-------- Rows --------
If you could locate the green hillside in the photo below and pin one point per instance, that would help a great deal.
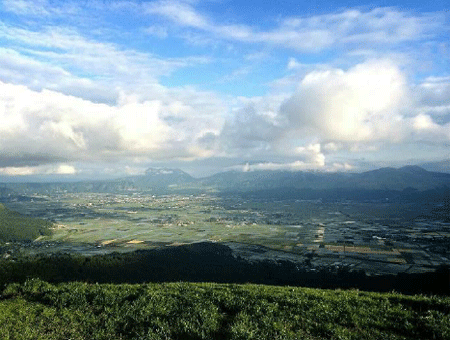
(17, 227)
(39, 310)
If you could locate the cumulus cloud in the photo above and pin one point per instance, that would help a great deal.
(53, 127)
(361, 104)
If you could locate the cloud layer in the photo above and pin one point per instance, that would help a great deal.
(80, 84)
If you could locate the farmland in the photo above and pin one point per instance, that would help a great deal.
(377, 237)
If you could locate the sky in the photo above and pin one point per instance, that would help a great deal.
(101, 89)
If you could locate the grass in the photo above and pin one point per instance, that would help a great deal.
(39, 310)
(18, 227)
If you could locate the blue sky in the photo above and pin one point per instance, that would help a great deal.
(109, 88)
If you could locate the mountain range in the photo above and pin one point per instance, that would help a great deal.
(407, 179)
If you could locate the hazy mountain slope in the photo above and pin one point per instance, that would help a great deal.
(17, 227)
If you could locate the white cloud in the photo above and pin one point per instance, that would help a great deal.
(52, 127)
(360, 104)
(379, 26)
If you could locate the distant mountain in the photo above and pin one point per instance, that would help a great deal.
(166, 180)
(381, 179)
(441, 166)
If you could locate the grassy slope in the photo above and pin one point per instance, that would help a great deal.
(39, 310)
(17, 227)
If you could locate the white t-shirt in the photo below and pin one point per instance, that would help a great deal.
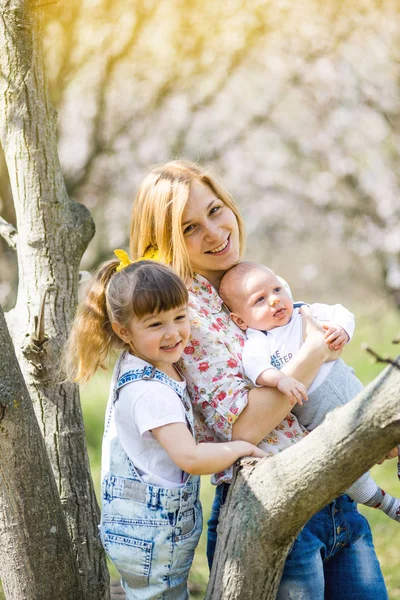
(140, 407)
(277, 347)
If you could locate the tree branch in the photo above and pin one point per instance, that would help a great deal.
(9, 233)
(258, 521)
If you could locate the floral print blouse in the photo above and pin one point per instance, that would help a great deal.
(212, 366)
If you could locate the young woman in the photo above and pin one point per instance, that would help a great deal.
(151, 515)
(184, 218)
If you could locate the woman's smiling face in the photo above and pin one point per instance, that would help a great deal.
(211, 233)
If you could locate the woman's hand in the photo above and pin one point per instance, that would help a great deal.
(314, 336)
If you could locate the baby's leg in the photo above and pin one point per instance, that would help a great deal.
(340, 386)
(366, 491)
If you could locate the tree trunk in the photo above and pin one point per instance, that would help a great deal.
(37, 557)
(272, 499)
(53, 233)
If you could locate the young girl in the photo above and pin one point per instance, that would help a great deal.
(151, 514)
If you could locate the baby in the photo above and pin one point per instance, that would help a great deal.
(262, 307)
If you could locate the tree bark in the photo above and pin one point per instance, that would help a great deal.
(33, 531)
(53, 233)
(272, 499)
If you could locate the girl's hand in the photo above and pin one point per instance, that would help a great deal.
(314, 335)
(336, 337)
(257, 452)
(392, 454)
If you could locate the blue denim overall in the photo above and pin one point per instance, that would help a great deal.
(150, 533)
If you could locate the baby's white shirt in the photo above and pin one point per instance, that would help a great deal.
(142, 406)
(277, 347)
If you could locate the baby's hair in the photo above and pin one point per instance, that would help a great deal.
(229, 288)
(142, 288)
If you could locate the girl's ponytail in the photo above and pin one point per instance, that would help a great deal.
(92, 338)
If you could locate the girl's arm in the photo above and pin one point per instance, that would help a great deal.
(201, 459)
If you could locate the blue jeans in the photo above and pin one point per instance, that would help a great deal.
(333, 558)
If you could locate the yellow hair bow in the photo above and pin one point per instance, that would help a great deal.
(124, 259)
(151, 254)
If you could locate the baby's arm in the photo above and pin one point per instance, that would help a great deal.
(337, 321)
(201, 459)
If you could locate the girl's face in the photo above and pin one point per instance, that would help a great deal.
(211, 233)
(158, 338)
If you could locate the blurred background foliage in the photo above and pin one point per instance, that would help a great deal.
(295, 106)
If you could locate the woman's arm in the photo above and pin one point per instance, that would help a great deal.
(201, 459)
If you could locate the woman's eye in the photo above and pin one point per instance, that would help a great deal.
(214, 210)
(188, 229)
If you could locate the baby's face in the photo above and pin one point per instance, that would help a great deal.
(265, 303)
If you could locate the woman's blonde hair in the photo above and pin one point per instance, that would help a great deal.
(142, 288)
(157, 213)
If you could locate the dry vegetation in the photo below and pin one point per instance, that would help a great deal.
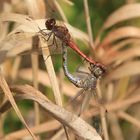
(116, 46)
--------
-------- Rows --------
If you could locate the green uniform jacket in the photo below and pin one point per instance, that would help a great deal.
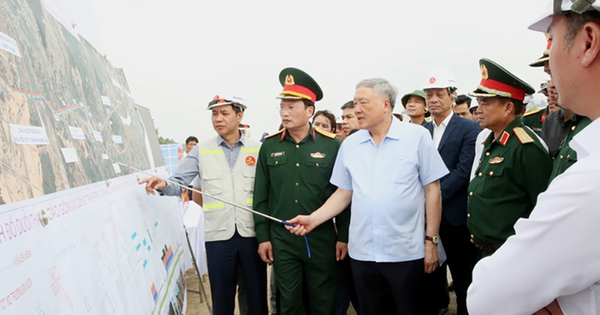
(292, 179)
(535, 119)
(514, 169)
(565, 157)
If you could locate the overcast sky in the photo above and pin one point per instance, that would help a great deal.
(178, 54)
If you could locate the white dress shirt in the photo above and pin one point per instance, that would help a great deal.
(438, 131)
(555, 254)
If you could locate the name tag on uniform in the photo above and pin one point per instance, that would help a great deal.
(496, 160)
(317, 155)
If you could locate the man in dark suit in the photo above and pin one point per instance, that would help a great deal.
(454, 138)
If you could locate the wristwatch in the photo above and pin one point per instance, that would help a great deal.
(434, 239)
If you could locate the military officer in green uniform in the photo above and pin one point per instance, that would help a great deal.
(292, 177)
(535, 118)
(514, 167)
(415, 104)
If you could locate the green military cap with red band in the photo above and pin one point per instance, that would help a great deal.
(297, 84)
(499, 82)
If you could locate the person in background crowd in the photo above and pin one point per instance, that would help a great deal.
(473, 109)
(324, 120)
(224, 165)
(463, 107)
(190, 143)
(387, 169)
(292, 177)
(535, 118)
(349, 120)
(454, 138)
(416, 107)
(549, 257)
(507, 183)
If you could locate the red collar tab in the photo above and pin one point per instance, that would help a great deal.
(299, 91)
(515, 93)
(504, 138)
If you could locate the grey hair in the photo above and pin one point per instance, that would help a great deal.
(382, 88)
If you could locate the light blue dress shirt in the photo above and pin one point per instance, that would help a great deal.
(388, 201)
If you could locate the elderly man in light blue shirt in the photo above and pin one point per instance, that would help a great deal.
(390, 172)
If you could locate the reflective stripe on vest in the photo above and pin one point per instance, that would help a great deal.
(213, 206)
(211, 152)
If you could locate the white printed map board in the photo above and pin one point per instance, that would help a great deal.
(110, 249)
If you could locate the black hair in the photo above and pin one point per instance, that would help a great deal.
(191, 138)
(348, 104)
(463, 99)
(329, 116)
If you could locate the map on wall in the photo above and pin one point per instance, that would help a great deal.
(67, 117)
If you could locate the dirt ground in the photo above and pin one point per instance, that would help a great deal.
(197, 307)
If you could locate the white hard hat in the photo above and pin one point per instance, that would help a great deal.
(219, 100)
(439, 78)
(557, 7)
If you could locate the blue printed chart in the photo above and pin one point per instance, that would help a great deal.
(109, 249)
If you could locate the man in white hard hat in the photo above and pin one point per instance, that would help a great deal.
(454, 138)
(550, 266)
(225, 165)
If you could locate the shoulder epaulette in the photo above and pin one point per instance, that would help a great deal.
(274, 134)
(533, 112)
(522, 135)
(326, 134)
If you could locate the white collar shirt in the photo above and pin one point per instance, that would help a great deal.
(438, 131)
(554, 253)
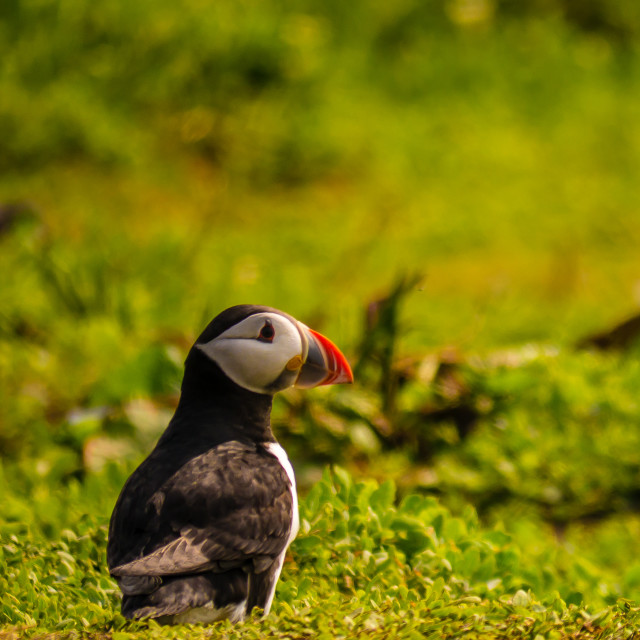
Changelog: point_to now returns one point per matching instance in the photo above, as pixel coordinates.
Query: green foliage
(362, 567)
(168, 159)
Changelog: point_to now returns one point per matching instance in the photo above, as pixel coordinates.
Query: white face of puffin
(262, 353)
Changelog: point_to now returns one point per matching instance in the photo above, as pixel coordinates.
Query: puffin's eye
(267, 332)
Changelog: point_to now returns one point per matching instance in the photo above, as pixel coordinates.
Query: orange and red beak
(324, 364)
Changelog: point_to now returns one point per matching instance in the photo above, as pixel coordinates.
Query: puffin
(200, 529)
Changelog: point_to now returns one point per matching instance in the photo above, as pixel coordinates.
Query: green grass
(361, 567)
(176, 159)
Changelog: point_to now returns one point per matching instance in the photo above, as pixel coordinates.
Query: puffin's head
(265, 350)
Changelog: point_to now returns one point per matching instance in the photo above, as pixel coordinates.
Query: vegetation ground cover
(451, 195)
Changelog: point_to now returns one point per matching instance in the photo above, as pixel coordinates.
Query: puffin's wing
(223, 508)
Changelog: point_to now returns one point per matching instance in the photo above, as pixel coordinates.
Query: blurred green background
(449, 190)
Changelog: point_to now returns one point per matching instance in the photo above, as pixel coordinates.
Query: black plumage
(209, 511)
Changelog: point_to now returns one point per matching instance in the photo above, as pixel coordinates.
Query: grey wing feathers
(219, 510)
--------
◆ Directions: State how many lines in the material above contain the string "blue". Reply with the number only.

◆ Task answer: 6